- Given exercise -
Reproduce, verbatim, everything from the start of the data down to and including the line containing "[0,0,1372,729]".

- Data listing -
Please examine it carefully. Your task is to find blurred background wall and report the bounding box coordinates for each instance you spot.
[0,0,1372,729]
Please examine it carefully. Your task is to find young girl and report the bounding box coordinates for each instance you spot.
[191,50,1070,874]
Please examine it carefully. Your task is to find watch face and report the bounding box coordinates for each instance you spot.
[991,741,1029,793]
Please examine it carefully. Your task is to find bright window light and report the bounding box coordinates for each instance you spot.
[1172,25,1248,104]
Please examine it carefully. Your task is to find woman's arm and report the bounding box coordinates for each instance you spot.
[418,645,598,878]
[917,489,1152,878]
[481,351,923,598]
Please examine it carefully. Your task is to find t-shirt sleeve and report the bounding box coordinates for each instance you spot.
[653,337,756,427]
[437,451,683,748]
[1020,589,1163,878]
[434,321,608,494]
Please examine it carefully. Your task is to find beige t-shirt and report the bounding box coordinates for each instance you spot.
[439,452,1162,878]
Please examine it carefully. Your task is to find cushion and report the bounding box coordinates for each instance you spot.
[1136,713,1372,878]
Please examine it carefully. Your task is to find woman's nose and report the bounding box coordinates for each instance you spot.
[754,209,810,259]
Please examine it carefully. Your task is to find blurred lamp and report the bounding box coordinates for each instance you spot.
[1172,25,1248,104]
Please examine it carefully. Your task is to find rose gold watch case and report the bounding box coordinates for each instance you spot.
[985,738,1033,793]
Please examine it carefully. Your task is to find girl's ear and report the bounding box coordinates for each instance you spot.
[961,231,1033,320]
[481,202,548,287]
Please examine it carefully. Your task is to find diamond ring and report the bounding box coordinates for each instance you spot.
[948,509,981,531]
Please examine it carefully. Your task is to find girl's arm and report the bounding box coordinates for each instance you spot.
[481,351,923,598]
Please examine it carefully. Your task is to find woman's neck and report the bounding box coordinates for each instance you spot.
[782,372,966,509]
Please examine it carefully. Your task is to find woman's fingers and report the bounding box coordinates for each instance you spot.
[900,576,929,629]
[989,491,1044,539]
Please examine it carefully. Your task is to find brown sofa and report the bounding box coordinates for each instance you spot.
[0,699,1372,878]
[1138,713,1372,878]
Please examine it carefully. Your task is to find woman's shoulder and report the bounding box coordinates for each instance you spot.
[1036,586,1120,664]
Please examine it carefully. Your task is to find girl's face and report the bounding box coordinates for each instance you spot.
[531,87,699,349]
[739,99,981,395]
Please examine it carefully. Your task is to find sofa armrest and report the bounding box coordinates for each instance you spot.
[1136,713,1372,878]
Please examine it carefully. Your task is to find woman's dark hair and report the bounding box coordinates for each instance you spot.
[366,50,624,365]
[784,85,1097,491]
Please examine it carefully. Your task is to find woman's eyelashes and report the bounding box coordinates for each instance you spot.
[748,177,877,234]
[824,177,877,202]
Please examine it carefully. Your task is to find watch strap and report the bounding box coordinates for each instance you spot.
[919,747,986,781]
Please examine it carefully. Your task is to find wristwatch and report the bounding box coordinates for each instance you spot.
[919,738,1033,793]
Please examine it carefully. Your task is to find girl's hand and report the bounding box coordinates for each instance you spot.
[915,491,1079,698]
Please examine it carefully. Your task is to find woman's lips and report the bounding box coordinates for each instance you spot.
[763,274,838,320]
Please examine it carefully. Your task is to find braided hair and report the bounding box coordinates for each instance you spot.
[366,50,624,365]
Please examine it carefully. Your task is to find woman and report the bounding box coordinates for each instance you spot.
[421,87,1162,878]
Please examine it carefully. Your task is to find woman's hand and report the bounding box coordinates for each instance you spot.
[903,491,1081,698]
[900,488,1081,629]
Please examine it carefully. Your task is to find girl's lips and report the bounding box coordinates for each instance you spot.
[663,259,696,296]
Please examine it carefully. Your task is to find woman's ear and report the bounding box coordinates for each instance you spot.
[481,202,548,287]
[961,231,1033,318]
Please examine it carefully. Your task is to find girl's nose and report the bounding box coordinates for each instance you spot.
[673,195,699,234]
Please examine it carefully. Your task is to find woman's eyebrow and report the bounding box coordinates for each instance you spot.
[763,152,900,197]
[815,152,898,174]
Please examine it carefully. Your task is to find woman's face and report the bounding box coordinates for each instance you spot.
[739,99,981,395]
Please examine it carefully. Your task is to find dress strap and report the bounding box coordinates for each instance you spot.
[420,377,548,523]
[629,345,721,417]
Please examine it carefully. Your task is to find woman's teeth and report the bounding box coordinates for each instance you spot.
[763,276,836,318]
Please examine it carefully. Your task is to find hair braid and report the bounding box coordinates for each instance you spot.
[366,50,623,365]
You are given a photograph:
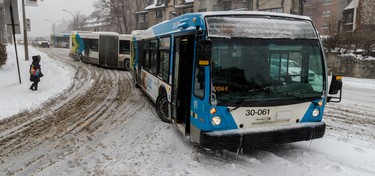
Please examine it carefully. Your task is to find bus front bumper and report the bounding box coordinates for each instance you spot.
[199,122,326,150]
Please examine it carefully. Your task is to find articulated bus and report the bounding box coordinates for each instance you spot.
[69,32,130,70]
[131,11,342,149]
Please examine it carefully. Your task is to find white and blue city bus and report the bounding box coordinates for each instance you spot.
[131,11,342,149]
[69,31,130,70]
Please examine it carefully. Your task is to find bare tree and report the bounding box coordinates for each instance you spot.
[94,0,147,33]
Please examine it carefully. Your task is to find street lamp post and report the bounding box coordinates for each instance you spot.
[63,9,76,30]
[22,0,29,61]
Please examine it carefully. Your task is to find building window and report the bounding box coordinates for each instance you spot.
[155,10,163,18]
[198,8,207,12]
[223,1,232,10]
[323,0,331,5]
[323,10,331,17]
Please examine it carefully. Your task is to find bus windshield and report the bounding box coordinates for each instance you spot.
[211,38,325,106]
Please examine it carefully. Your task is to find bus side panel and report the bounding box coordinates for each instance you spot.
[140,70,159,102]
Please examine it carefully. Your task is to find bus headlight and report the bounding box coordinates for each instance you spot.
[212,116,221,126]
[312,108,320,117]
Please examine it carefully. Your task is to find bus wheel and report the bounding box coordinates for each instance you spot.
[156,94,171,123]
[124,59,130,71]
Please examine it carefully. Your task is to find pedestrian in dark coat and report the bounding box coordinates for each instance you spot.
[29,55,43,90]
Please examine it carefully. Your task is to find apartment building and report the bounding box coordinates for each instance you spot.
[303,0,351,35]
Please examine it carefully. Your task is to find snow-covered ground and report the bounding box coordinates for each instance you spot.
[0,46,375,176]
[0,45,74,120]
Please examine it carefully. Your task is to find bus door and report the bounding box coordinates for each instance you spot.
[172,35,194,132]
[99,35,119,67]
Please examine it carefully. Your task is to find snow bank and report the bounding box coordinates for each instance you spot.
[0,45,74,120]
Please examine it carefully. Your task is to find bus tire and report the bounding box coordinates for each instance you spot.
[156,93,171,123]
[124,59,130,71]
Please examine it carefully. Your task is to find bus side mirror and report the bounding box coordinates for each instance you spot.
[197,40,212,66]
[327,75,342,103]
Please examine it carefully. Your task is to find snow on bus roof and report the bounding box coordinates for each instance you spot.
[132,11,311,39]
[198,11,311,20]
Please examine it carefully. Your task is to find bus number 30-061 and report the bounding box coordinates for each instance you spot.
[246,109,270,116]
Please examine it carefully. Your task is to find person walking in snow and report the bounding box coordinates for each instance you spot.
[29,55,43,90]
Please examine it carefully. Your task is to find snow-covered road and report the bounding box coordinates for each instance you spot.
[0,48,375,176]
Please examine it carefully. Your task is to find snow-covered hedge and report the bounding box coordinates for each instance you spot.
[0,43,7,68]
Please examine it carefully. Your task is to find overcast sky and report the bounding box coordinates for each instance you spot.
[18,0,97,37]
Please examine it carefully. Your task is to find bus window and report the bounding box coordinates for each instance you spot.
[90,39,98,52]
[119,40,130,54]
[159,38,170,82]
[194,64,204,99]
[143,40,150,70]
[149,39,158,75]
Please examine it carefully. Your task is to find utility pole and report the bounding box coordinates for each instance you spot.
[22,0,29,61]
[9,1,22,84]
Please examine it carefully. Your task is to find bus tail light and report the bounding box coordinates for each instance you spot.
[312,108,320,117]
[212,116,221,126]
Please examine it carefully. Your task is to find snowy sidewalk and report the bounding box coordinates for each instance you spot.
[0,44,75,120]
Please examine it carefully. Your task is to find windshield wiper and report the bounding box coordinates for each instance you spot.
[282,93,320,101]
[228,99,246,112]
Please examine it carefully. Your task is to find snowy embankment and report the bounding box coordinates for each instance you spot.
[0,45,74,120]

- Exercise result -
Please examine it carefully. Your task is to find blurred background wall and report the bounding box coordinates for each instance you spot.
[0,0,1372,729]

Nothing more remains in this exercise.